**AUFGABE**
Setzen Sie den unten stehenden Textauszug über die agentenbasierte Diagnose feldbusbasierter Automatisierungsanlagen im Anschluss an seinen letzten Satz fort.

**ZITIERTER TEXTAUSZUG**
↓

In dem vom BMBF geförderten Verbundvorhaben „Feldbus" wurden am Fraunhofer-Institut für Informations- und Datenverarbeitung (Fraunhofer IITB) Softwarekomponenten zur agentenbasierten Diagnose von feldbusbasierten Automatisierungsanlagen entwickelt. Das entwickelte Diagnosekonzept „Adrian" stellt eine integrale Komponente der automatisierungstechnischen Anlage dar und ermöglicht eine permanente Diagnose des kommunikationstechnischen sowie physikalischen Verhaltens der Automatisierungsanlage (Abb. 1).

Agentenbasiertes Diagnosekonzept

Feldbussysteme bilden das zentrale »Nervensystem« verteilter Automatisierungssysteme und stellen zum einen Gegenstand der Diagnose als auch Zugangspunkt für die Diagnose der Anlagenkomponenten und der Anlagenfunktionalität dar. Die Feldgeräte der Anlage sind verbunden über den Feldbus und kommunizieren periodisch mit der Steuerung des jeweiligen Feldbusstranges. Durch Analyse und Interpretation der Feldbustelegramme hinsichtlich ihres Kommunikationsverhaltens bzw. Prozessverhaltens ist es möglich, aus dem Datenstrom auch ohne analytisches Prozessmodell für die Diagnose relevante Merkmale zu generieren. Die Merkmale stellen eine qualitative und komprimierte Beschreibungsform der Interaktion des Feldgerätes mit der Automatisierungsanlage auf Kommunikations- und Prozessebene dar, welche durch einen logischen Entscheidungsprozess in der übergeordneten Merkmalsauswertungsstufe zu einem ganzheitlichen Diagnoseergebnis miteinander verknüpft werden können.

↑

**ANGABEN ZUR QUELLE**
↓

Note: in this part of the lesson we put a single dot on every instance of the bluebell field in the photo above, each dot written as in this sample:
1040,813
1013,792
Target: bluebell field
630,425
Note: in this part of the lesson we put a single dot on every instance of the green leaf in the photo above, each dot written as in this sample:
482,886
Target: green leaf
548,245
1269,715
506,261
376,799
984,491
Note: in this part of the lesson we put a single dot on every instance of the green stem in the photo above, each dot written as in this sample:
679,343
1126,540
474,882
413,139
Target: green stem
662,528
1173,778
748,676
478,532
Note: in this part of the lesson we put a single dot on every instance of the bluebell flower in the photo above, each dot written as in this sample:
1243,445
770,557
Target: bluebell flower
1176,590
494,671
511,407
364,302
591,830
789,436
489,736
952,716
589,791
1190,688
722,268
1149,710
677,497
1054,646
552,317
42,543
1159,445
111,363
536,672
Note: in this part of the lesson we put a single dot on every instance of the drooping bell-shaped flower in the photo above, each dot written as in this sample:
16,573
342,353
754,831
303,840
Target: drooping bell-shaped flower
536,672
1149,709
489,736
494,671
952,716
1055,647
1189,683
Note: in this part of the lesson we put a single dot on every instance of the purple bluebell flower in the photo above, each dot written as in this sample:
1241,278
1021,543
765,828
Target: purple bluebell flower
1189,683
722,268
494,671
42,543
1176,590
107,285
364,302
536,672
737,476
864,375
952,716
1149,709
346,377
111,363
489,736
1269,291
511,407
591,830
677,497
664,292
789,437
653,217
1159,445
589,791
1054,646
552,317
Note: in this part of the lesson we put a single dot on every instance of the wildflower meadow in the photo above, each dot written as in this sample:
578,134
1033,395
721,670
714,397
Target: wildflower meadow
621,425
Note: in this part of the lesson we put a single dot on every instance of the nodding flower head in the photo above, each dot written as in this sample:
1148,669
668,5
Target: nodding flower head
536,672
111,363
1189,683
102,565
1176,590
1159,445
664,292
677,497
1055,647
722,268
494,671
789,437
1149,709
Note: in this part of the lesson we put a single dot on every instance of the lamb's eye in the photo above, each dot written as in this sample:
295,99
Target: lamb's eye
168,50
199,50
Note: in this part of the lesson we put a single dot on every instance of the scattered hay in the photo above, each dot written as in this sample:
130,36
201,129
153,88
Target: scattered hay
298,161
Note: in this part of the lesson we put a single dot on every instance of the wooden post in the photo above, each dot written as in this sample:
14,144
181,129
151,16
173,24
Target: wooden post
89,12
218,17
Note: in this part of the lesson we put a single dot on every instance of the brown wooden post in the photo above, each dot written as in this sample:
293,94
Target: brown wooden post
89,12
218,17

↑

**ANTWORT**
In Anbetracht der in einer Automatisierungsanlage zum Einsatz kommenden heterogenen Kommunikationsnetzwerke sowie der verschiedenen Softwareplattformen auf Steuerungsebene muss beim Entwurf eines verteilten Diagnosekonzeptes ein besonderes Augenmerk auf die effektive Koordination und Kooperation der verteilten Softwarekomponenten gelegt werden. Unter Berücksichtigung dieser Anforderungen wurde am IITB ein Diagnose- und Monitoringkonzept für feldbusbasierte Anlagen basierend auf Softwareagenten entwickelt (vgl. Abb. 1):

  • Die Diagnoseagenten sind Software-Komponenten in den verschiedenen Feldbussträngen der Anlage, welche auf einem dedizierten eingebetteten System weitestgehend autonom ablaufen. Die Aufgabe der Diagnoseagenten ist es, die Feldbustelegramme der dem Feldbusabschnitt zugeordneten Feldgeräte zu analysieren und aussagekräftige Merkmale zu erzeugen. Im Hinblick auf die Diagnose des Kommunikationsverhaltens bzw. des Prozessverhaltens werden hierzu komprimierte verteilungsbasierte Beschreibungsformen der in den Telegrammen enthaltenen Kenngrößen bzw. Prozessdaten erzeugt.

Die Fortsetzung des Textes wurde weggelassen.